─── Stored data

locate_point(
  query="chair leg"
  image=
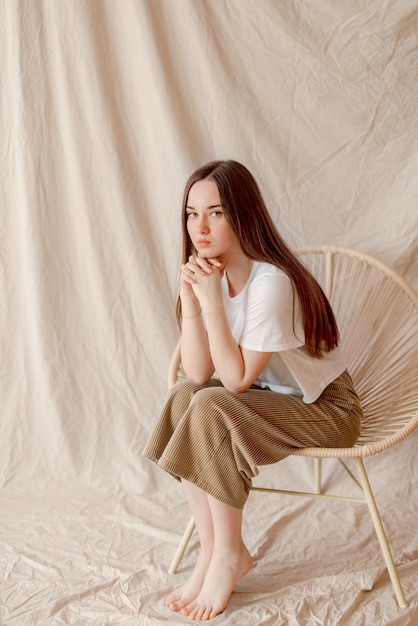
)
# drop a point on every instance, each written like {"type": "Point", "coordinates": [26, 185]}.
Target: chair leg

──────

| Aim of the task |
Rewrite the items above with "chair leg" changed to "table leg" everywhere and everything else kept the same. Leave out the pictures.

| Result |
locate_point(
  query="table leg"
  image=
)
# drop a point on every instance, each written like {"type": "Point", "coordinates": [26, 185]}.
Target: table leg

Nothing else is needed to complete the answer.